Directions => Nothing but the lines below from the one with "Target: green poster with bald man" through the one with "drop one pin per instance, shaped like <point>110,452</point>." should be output, each exactly as given, and no pictures.

Data to use =>
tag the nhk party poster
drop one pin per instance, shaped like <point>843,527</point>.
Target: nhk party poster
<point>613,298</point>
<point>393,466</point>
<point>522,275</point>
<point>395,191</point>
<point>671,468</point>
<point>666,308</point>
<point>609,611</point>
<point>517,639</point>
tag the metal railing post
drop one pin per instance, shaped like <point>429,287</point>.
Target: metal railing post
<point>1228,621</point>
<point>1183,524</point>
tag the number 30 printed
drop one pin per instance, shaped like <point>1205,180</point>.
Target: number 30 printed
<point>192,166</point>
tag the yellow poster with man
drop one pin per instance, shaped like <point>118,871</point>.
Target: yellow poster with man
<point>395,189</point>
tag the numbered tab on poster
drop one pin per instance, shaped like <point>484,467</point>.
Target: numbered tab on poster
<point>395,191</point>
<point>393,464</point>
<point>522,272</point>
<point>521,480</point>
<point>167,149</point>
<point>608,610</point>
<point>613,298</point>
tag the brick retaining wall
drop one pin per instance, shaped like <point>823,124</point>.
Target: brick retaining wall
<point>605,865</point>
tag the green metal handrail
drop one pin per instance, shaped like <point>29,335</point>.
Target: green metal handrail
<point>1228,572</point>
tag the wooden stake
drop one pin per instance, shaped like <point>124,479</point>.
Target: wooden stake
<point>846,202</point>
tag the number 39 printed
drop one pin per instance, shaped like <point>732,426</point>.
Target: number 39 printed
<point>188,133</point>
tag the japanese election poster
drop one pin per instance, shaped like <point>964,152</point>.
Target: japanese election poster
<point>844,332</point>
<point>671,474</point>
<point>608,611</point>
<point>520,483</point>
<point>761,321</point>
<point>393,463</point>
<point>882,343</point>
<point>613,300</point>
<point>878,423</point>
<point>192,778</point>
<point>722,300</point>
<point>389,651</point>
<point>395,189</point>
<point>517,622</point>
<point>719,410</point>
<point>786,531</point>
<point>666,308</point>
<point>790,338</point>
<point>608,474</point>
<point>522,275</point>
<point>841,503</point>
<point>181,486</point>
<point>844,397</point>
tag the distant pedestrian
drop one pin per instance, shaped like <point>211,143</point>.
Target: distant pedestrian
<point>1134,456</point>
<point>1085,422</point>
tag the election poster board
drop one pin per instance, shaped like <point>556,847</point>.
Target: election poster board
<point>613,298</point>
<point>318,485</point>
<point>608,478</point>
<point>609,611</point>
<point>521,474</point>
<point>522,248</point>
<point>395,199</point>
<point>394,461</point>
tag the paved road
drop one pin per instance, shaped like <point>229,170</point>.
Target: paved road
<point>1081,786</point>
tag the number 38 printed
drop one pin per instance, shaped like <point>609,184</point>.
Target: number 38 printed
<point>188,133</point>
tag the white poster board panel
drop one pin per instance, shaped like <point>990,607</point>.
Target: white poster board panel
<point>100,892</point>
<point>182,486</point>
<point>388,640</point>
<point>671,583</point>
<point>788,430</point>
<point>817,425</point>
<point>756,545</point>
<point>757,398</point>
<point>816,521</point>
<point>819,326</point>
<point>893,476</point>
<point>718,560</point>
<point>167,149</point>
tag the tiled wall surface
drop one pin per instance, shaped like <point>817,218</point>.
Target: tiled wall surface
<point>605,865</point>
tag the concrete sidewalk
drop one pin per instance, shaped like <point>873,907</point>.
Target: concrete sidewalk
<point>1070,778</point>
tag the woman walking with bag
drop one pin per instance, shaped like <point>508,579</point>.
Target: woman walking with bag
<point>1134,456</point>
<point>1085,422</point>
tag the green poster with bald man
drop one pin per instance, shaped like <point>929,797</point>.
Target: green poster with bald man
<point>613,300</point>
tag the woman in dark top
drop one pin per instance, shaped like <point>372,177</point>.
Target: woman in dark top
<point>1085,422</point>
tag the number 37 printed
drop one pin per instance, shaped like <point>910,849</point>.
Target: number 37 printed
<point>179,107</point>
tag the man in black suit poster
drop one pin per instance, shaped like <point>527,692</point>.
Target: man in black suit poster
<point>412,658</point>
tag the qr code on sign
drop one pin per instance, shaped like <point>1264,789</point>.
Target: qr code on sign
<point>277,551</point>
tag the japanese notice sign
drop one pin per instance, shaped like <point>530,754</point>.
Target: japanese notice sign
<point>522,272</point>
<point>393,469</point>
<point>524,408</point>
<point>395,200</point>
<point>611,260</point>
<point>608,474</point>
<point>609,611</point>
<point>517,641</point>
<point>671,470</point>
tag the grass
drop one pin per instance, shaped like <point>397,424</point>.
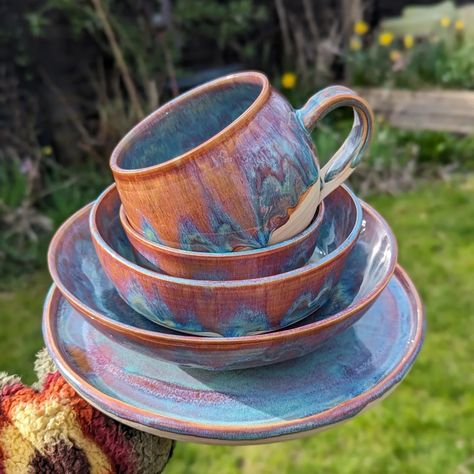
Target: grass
<point>425,426</point>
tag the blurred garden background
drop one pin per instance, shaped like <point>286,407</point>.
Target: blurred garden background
<point>77,74</point>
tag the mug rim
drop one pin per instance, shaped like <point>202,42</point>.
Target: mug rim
<point>254,76</point>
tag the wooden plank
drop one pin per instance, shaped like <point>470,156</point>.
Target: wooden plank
<point>440,110</point>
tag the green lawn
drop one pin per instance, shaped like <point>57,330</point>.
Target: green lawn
<point>425,426</point>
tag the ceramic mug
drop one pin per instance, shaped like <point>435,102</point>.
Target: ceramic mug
<point>230,165</point>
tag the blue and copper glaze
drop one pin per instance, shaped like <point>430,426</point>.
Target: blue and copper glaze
<point>223,166</point>
<point>281,401</point>
<point>77,272</point>
<point>225,308</point>
<point>256,263</point>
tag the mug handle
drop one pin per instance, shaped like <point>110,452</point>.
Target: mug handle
<point>342,164</point>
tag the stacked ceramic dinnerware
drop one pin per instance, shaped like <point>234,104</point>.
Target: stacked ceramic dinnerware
<point>223,245</point>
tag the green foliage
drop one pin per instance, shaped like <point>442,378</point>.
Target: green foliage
<point>424,427</point>
<point>226,23</point>
<point>445,59</point>
<point>458,69</point>
<point>13,182</point>
<point>27,221</point>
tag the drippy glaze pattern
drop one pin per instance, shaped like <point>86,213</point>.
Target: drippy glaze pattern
<point>81,279</point>
<point>225,308</point>
<point>272,260</point>
<point>224,165</point>
<point>272,403</point>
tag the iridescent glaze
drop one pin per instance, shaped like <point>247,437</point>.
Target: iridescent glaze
<point>272,260</point>
<point>226,308</point>
<point>231,165</point>
<point>281,401</point>
<point>81,279</point>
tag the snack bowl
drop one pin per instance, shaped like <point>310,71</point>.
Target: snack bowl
<point>254,263</point>
<point>225,308</point>
<point>83,284</point>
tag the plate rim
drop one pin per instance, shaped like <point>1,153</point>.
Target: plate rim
<point>224,343</point>
<point>347,408</point>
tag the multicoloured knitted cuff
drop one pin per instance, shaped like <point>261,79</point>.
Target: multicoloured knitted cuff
<point>50,429</point>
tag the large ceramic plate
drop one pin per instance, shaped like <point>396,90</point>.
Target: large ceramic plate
<point>79,276</point>
<point>266,404</point>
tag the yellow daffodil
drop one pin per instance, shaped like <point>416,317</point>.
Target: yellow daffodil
<point>408,41</point>
<point>288,80</point>
<point>355,44</point>
<point>386,38</point>
<point>445,22</point>
<point>361,28</point>
<point>395,55</point>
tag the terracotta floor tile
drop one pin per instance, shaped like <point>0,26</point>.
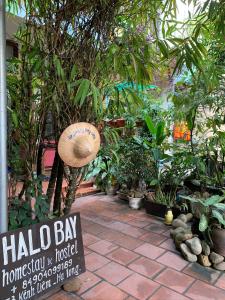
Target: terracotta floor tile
<point>124,218</point>
<point>158,227</point>
<point>174,280</point>
<point>153,238</point>
<point>166,294</point>
<point>89,239</point>
<point>123,256</point>
<point>87,251</point>
<point>146,267</point>
<point>127,229</point>
<point>139,223</point>
<point>128,242</point>
<point>114,273</point>
<point>88,280</point>
<point>169,245</point>
<point>203,291</point>
<point>221,282</point>
<point>103,247</point>
<point>138,286</point>
<point>95,229</point>
<point>104,291</point>
<point>63,296</point>
<point>167,233</point>
<point>110,235</point>
<point>195,270</point>
<point>95,261</point>
<point>173,260</point>
<point>149,250</point>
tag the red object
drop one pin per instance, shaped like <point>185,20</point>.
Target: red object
<point>181,132</point>
<point>116,123</point>
<point>48,157</point>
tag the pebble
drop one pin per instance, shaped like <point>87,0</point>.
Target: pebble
<point>216,258</point>
<point>205,248</point>
<point>182,217</point>
<point>72,285</point>
<point>195,245</point>
<point>189,217</point>
<point>187,253</point>
<point>178,223</point>
<point>220,266</point>
<point>204,260</point>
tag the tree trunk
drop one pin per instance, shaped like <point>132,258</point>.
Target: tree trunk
<point>58,189</point>
<point>52,180</point>
<point>39,160</point>
<point>71,192</point>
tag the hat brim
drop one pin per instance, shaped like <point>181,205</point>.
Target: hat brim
<point>67,141</point>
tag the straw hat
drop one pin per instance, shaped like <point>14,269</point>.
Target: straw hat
<point>79,144</point>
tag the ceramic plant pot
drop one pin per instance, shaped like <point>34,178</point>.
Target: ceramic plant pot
<point>135,203</point>
<point>218,238</point>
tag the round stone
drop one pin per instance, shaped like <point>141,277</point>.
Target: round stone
<point>195,245</point>
<point>179,223</point>
<point>187,253</point>
<point>216,258</point>
<point>72,285</point>
<point>220,266</point>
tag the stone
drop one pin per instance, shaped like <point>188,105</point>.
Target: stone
<point>181,237</point>
<point>182,217</point>
<point>187,253</point>
<point>195,245</point>
<point>220,266</point>
<point>204,260</point>
<point>205,248</point>
<point>216,258</point>
<point>173,232</point>
<point>205,195</point>
<point>72,285</point>
<point>189,217</point>
<point>178,223</point>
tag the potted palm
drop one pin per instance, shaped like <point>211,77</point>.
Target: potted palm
<point>210,213</point>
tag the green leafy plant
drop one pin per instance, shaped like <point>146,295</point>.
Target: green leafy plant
<point>210,211</point>
<point>22,213</point>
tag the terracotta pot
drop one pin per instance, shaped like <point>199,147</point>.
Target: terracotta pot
<point>135,203</point>
<point>218,238</point>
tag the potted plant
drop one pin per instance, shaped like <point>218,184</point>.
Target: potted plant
<point>136,199</point>
<point>133,168</point>
<point>211,215</point>
<point>104,170</point>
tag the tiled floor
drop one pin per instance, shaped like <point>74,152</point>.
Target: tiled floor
<point>129,255</point>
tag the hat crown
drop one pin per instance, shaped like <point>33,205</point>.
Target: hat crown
<point>82,147</point>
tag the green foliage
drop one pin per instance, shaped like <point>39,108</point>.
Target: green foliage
<point>212,211</point>
<point>23,213</point>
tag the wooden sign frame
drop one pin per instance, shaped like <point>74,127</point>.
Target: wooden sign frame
<point>37,259</point>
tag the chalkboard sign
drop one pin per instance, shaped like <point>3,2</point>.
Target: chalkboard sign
<point>41,257</point>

Your solution =>
Target: green poster with bald man
<point>613,300</point>
tag the woman in dark top
drop one pin per instance, shaped like <point>372,177</point>.
Target: woman in dark top
<point>1085,422</point>
tag the number 37 printed
drop one pin per instance, shaped like <point>910,849</point>.
Target: number 37 printed
<point>179,107</point>
tag the man in black suit poster
drop one pin per instance, shaped like <point>527,692</point>.
Target: man in black suit poster
<point>412,658</point>
tag the qr code on sign
drop one pin per instance, shaped like <point>1264,789</point>.
Target: qr code on sign
<point>277,551</point>
tag the japanese notice sign
drop one pin per instance, shaped like <point>530,754</point>.
Target: japanese notice sign
<point>522,272</point>
<point>393,469</point>
<point>524,408</point>
<point>395,200</point>
<point>611,260</point>
<point>608,474</point>
<point>609,611</point>
<point>517,641</point>
<point>671,470</point>
tag the grass
drop one pin per instance, shaped like <point>397,424</point>.
Target: grass
<point>425,426</point>
tag the blurred garden background
drop one pin per instance, shaped like <point>286,407</point>.
Target: blurred garden background
<point>77,74</point>
tag the mug rim
drop one pin per instance, shaped like <point>202,42</point>.
Target: mug rim
<point>254,76</point>
tag the wooden plank
drop one pin per instance, shaped like <point>470,156</point>.
Target: wooden plank
<point>440,110</point>
tag the green lawn
drop one pin per instance, shaped like <point>57,330</point>.
Target: green lawn
<point>425,426</point>
tag the ceramic mug
drop one pin per instance, shaped like <point>435,102</point>.
Target: ceramic mug
<point>230,165</point>
tag the blue and copper glaze
drop one pin per instance, shaped like <point>430,426</point>.
Target: blue and copper glaze
<point>223,166</point>
<point>281,401</point>
<point>77,272</point>
<point>225,308</point>
<point>256,263</point>
tag the mug handle
drop one pin per instance, shaped like <point>110,452</point>.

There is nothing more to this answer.